*** Information shown

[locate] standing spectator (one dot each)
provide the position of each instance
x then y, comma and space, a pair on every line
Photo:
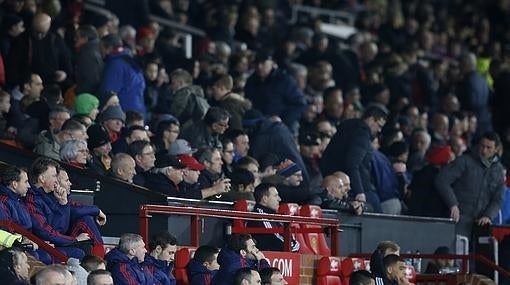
125, 261
275, 93
350, 151
122, 75
472, 185
89, 62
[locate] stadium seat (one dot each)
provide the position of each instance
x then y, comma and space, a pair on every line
292, 209
182, 257
328, 271
315, 241
349, 265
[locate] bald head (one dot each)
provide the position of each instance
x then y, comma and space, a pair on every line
41, 24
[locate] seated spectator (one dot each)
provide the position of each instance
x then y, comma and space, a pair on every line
246, 276
243, 185
43, 177
100, 159
74, 152
267, 202
123, 167
112, 119
159, 262
48, 143
143, 154
272, 276
87, 104
133, 133
14, 187
240, 251
167, 132
203, 266
125, 261
14, 267
207, 132
166, 175
100, 277
393, 270
335, 188
361, 277
92, 263
54, 274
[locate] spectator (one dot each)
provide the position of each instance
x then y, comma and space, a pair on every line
100, 147
350, 151
160, 261
14, 266
89, 62
335, 188
123, 167
125, 261
206, 132
203, 266
143, 154
474, 198
15, 186
122, 75
240, 251
268, 202
272, 276
275, 93
75, 152
100, 277
246, 276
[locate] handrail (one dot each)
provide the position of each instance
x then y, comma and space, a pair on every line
464, 258
13, 227
197, 213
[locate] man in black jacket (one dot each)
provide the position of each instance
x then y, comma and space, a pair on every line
268, 202
350, 151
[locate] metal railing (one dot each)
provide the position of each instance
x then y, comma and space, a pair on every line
197, 214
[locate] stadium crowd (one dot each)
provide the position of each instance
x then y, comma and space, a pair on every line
405, 116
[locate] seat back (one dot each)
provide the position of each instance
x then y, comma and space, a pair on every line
328, 271
182, 257
349, 265
315, 241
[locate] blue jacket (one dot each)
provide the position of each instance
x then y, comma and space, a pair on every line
11, 208
122, 76
160, 270
198, 274
231, 261
127, 271
40, 206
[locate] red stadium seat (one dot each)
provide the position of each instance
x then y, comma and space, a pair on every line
315, 241
349, 265
329, 271
182, 257
292, 209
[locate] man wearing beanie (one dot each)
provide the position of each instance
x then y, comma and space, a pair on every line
87, 104
100, 147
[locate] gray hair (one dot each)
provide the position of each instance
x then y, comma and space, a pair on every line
40, 278
69, 150
128, 241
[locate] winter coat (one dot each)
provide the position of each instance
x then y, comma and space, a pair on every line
123, 76
476, 187
350, 151
127, 271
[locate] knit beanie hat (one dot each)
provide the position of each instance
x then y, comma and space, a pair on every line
85, 103
287, 168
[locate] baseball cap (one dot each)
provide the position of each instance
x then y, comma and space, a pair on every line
180, 147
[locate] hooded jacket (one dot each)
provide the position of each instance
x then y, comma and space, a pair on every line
127, 271
198, 274
160, 270
231, 261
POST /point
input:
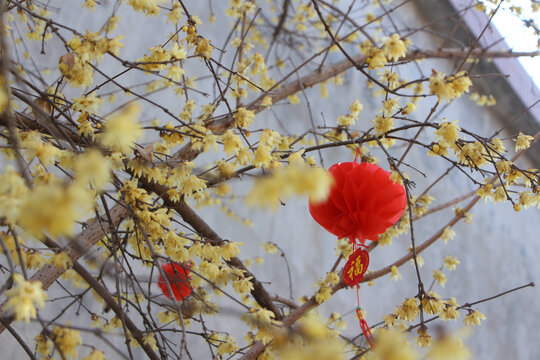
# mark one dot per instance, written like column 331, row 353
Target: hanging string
column 363, row 324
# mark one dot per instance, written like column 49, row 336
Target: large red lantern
column 178, row 277
column 362, row 204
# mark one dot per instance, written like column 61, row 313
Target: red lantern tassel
column 363, row 324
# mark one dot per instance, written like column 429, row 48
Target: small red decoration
column 362, row 204
column 355, row 268
column 178, row 277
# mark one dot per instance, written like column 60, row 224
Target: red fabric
column 362, row 204
column 178, row 277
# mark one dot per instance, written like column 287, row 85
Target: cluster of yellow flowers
column 23, row 298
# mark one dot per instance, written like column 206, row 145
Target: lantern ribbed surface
column 362, row 204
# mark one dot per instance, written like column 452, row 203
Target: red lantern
column 178, row 277
column 362, row 204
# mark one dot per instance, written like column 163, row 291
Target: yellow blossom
column 523, row 141
column 447, row 234
column 315, row 182
column 243, row 118
column 95, row 355
column 449, row 312
column 450, row 262
column 23, row 298
column 394, row 47
column 204, row 48
column 473, row 318
column 439, row 277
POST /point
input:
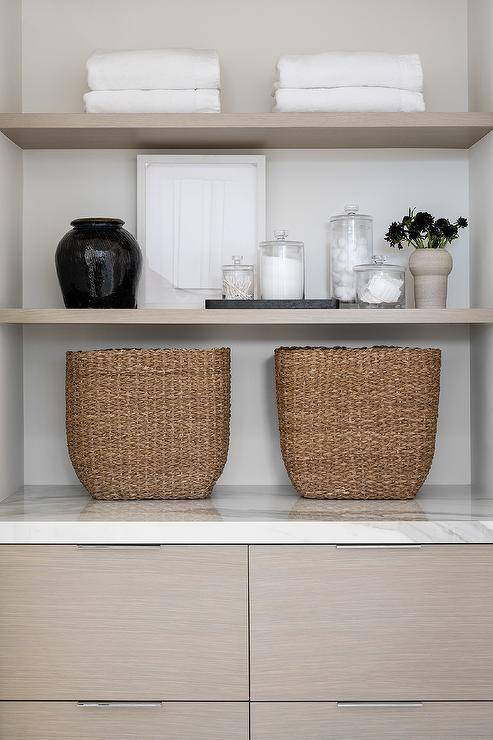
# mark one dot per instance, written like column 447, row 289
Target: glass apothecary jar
column 238, row 280
column 282, row 268
column 350, row 244
column 380, row 284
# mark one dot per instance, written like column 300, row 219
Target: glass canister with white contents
column 282, row 268
column 350, row 244
column 238, row 280
column 380, row 284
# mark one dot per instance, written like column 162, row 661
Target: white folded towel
column 153, row 69
column 348, row 99
column 152, row 101
column 351, row 69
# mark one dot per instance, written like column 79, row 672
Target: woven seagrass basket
column 145, row 424
column 357, row 423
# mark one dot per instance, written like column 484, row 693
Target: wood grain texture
column 163, row 316
column 338, row 624
column 327, row 721
column 165, row 623
column 246, row 130
column 68, row 721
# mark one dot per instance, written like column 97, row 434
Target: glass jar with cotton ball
column 282, row 268
column 350, row 244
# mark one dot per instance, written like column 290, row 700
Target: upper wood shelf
column 163, row 316
column 246, row 130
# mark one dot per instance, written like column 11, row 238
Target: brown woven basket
column 147, row 424
column 357, row 423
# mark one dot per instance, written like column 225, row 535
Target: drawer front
column 126, row 624
column 327, row 721
column 332, row 624
column 182, row 721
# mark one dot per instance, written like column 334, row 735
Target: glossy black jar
column 98, row 264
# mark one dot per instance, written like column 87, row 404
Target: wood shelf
column 246, row 130
column 248, row 317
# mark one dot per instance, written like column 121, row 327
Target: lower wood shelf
column 164, row 316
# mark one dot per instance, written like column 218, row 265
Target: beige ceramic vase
column 430, row 269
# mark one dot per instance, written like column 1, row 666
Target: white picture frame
column 194, row 211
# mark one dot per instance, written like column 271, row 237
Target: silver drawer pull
column 378, row 547
column 380, row 704
column 120, row 704
column 118, row 547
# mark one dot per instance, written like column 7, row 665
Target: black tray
column 309, row 303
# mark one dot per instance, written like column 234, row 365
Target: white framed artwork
column 193, row 213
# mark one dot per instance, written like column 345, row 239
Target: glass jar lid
column 237, row 264
column 281, row 237
column 351, row 211
column 379, row 261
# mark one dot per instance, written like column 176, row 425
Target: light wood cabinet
column 125, row 624
column 173, row 721
column 328, row 721
column 332, row 624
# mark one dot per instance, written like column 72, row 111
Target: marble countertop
column 245, row 515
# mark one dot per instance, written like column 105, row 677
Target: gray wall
column 480, row 26
column 59, row 35
column 481, row 198
column 11, row 438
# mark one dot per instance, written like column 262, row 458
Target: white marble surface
column 247, row 515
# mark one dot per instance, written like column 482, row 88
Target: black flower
column 395, row 234
column 423, row 221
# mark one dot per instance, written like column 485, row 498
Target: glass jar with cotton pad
column 282, row 268
column 350, row 244
column 380, row 284
column 238, row 280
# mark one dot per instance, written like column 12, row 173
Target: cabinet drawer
column 330, row 624
column 165, row 623
column 328, row 721
column 173, row 721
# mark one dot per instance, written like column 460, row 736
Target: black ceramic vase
column 98, row 264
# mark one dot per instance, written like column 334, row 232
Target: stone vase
column 430, row 269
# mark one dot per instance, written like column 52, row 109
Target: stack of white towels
column 349, row 81
column 153, row 81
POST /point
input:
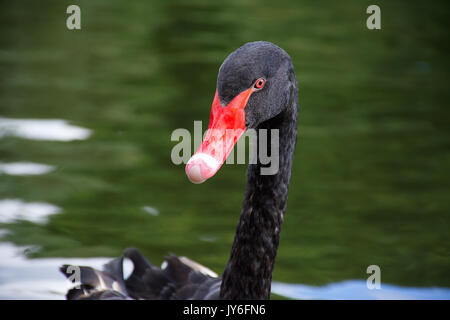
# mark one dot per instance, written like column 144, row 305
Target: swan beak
column 226, row 125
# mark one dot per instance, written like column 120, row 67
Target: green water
column 370, row 182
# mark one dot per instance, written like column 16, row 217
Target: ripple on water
column 24, row 168
column 42, row 129
column 16, row 209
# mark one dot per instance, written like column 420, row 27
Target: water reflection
column 15, row 209
column 24, row 168
column 367, row 186
column 21, row 278
column 357, row 290
column 56, row 130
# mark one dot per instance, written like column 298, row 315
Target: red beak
column 226, row 125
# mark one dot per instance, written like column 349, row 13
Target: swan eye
column 259, row 84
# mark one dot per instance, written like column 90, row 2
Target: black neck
column 248, row 274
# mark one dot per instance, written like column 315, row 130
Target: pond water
column 86, row 118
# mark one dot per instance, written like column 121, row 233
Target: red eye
column 259, row 83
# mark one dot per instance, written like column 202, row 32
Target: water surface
column 98, row 106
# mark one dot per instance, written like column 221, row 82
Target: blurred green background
column 370, row 182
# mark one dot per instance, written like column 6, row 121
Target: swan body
column 256, row 88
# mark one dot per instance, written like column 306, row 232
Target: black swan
column 256, row 88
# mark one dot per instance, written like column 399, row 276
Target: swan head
column 254, row 85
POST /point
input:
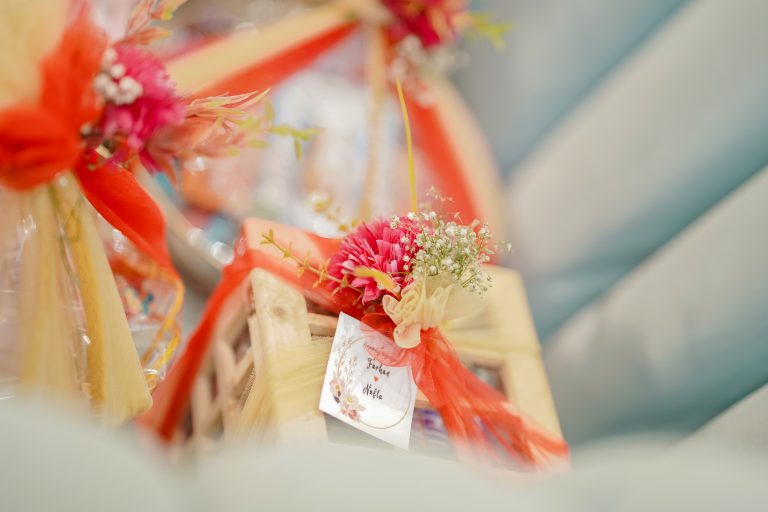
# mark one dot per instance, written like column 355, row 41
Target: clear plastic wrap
column 151, row 299
column 63, row 330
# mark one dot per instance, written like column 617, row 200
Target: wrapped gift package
column 327, row 69
column 264, row 370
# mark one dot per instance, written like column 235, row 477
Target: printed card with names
column 363, row 393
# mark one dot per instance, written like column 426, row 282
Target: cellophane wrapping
column 151, row 299
column 64, row 334
column 356, row 163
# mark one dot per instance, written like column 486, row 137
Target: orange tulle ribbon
column 475, row 415
column 429, row 130
column 39, row 141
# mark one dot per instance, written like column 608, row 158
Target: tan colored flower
column 425, row 304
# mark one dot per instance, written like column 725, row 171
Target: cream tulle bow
column 426, row 303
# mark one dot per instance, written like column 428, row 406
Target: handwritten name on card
column 363, row 393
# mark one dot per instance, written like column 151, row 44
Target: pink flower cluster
column 140, row 98
column 379, row 246
column 432, row 21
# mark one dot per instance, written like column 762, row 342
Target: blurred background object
column 63, row 463
column 634, row 135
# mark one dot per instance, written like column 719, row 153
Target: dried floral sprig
column 299, row 136
column 321, row 204
column 139, row 32
column 303, row 265
column 448, row 248
column 482, row 24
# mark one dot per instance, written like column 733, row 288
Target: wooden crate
column 270, row 317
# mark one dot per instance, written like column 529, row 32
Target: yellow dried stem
column 48, row 332
column 114, row 375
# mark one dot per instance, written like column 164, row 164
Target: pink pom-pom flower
column 381, row 245
column 140, row 98
column 432, row 21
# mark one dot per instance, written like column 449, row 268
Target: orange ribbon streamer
column 429, row 131
column 37, row 142
column 474, row 414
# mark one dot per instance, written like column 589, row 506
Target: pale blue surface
column 638, row 213
column 557, row 52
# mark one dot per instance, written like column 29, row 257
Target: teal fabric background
column 633, row 135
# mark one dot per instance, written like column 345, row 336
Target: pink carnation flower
column 432, row 21
column 379, row 246
column 140, row 98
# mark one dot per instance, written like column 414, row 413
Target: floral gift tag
column 362, row 392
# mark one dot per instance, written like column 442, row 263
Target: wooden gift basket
column 270, row 318
column 265, row 57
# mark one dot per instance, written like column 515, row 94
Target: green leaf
column 484, row 25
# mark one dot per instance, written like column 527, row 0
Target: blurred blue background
column 633, row 136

******

Copy the lines of the records exactly, beginning with the line that contains "# mark one dot per instance, written like column 162, row" and continuing through the line that contains "column 68, row 721".

# mark one dot per instance, written like column 162, row 661
Target: white folded towel
column 153, row 69
column 348, row 99
column 152, row 101
column 351, row 69
# mark one dot per instance, written like column 79, row 672
Target: woven seagrass basket
column 145, row 424
column 357, row 423
# mark one dot per instance, written like column 484, row 693
Target: wood grain texture
column 163, row 316
column 338, row 624
column 327, row 721
column 165, row 623
column 246, row 130
column 68, row 721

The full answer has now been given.